Exercise tasks:
[A] In the garden blog post, what items does the commenter Rosa say she is giving to her partner's cousin?
[B] Could you extend the garden blog post, picking up right after its final sentence?

Given passage:
I went searching and found a barrel in the garden filled with black plastic bags full of dried horse manure. I emailed the woman who had secured the manure and asked if I could spread it on the garden so that I could have the bags. She urged me on. I switched gears and turned to the garden work. Some neighbors had laid out two large black plastic sheets weighted with stones and pavers to kill weeds and pathogens. I folded them up and put them away in a shed before opening each bag and raking the manure across the whole garden. I was sweating buckets, but I secured a bunch of bags and the barrel for my mountain of paper shreds.

Shorty after I finished we had rain! The first rain of the autumn was a real surprise (she says thinking of the two loads of laundry I had hanging), but a delicious treat. I felt that the garden was beckoning me to sow seeds in the newly fertilized and moistened earth. Then I remembered I'd awakened the night before with the bright light of the nearly full moon. Well, there you go. I didn't need a coven of sister witches to tap me on the shoulder. I went to bed knowing I'd awake pre-dawn to a full moon. I did wake with a grin. I threw on clothes, grabbed the can of clover seeds donated by another gardener neighbor and walked by the light of the moon to our community garden. The stillness felt sacred. I repeated words of lifting, life and blessing. I stood in the moonlight and envisioned the green abundance of clover to come. It felt so extraordinary I had to sit down and record it. I am still smiling.


Image credit, How Plants Work blog

6 comments:

Rosa said...

We are busy cleaning and putting things up, discussing which things can live here (sauerkraut? A kitten? An extra human?) washing windows and purging in the basement (one of my partner's cousins is getting political and majoring in environmental science, so I'm giving her all my old Earth First Journals and Wild Earth magazines and books about composting toilets that I hadn't been able to let go of before. The internet has such a short memory, this stuff is barely available anymore and it's only from 1993.)

Stored data entries:
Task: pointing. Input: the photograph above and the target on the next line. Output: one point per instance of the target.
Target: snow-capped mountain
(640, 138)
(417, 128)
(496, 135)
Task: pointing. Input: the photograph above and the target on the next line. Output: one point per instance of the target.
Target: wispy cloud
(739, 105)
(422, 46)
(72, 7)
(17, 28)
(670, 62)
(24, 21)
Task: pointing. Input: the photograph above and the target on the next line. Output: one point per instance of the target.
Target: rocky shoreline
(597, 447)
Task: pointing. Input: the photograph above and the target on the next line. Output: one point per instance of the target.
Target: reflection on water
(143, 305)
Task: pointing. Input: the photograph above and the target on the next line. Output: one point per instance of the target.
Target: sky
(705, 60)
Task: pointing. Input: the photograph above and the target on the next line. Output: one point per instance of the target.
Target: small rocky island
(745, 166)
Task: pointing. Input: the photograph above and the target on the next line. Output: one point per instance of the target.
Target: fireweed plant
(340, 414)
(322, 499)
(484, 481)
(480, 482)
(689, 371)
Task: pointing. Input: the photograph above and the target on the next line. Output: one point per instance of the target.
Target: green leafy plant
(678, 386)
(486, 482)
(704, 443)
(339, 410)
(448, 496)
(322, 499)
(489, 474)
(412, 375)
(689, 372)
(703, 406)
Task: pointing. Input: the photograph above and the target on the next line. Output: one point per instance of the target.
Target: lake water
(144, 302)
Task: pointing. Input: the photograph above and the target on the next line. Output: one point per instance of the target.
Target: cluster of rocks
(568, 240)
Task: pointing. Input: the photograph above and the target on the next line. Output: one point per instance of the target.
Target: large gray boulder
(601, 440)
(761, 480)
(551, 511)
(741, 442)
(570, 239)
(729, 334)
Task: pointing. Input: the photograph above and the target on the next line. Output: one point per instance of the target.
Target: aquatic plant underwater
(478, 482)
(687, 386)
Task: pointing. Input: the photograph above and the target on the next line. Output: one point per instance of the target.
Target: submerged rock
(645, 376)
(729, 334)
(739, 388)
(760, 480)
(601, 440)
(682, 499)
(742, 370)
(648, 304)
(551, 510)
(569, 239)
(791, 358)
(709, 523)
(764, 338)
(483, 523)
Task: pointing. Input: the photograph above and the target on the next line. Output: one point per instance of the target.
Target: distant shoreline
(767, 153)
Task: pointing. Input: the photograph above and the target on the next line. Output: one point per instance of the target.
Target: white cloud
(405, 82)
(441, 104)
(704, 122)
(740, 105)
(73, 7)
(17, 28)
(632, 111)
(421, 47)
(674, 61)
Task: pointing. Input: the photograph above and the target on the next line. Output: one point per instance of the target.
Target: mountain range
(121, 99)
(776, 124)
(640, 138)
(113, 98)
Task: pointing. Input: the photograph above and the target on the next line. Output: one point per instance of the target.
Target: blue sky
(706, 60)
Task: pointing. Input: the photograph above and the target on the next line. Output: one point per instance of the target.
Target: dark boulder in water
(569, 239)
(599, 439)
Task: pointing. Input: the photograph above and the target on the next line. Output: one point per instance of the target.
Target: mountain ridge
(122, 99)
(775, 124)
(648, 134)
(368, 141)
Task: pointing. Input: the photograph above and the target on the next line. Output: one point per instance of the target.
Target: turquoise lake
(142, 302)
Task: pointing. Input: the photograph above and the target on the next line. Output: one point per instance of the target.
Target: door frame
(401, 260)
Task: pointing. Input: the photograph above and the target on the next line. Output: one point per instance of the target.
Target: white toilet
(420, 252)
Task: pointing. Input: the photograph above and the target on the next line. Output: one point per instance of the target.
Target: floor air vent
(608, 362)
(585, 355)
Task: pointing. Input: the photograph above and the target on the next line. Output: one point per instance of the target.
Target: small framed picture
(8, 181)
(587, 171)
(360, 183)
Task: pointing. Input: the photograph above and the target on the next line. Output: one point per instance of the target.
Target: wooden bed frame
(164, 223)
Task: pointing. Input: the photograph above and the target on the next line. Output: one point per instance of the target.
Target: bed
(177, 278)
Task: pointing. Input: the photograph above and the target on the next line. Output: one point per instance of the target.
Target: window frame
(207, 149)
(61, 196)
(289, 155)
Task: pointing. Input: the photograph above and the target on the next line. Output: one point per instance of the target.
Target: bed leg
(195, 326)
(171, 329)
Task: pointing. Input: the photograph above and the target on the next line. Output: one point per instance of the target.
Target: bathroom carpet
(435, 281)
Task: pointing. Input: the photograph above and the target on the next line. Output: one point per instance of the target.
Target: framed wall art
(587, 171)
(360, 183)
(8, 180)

Task-by-task outputs:
[A] Earth First Journals, Wild Earth magazines, and books about composting toilets.

[B]
Your climate is so different than ours, even though we get autumn rain too. This post makes me think of Spring. Wendell Berry wrote an essay about burning old manuscrips and putting the ashes in his garden...i must have given the book away, but I bet you've read it.

And your post reminds me of a Greg Brown song:

Spring and what's left of the hippies return from
old rooming houses and Mexico.
More letters, more journals,
more poems to burn; Real heat at last. At last my words glow...

Spring and what's left of the songbirds return,
to fight about loving
and nesting and such.
Thanks for the letters you sent back to burn.
Their smoke is as light, and as dark, as your touch.

Happy sabbat! Happy new world!

katecontinued said...

You wrote those lines before, Rosa, and I think they took hold deep within me. Beautiful.

Good to hear about you and yours. How good to have a young person in your family who is aware. It brings hope.

Rosa said...

Oops! My brain pretty much has a Greg Brown soundtrack.

It is exciting that she's so excited about it. I generally feel pretty silenced by that family so finding allies there is awesome. My family is a lot smaller, without the same kind of connections to make within it, and learning how it works is interesting (the alliance of daughters-in-law that is shaping up is like Surviving Under Patriarchy 101, too - i'd only ever hung out with resisters before, not adaptors)

katecontinued said...

That is exactly what I was reading between the lines. The ally aspect is a real boon.

I'm off to take a nap. My pre-dawn adventure is making me so sleepy now.

Viralnurse.com said...

Wow! You write poetry my friend! I wish you still wrote the monthly newsletters too.

I love how the story unfolds within the light of the moon...so elloquent, so poetic. I can almost imagine and feel the sensations you experienced.

Thanks for working so hard out there, with laying out the horse manure too, and folding up the black tarp.

Hurrah! Social Security Baby!!! Whooo Hoooo Hooooo!!! I'm jealous.

Love you!

katecontinued said...

Thank you. I should have followed up with watering or with re-sowing after the last rain. We shall see. Happy to see your website is growing. Good for you. Jim has asked me to do a a notice for a Halloween get together under the newly trimmed pine trees.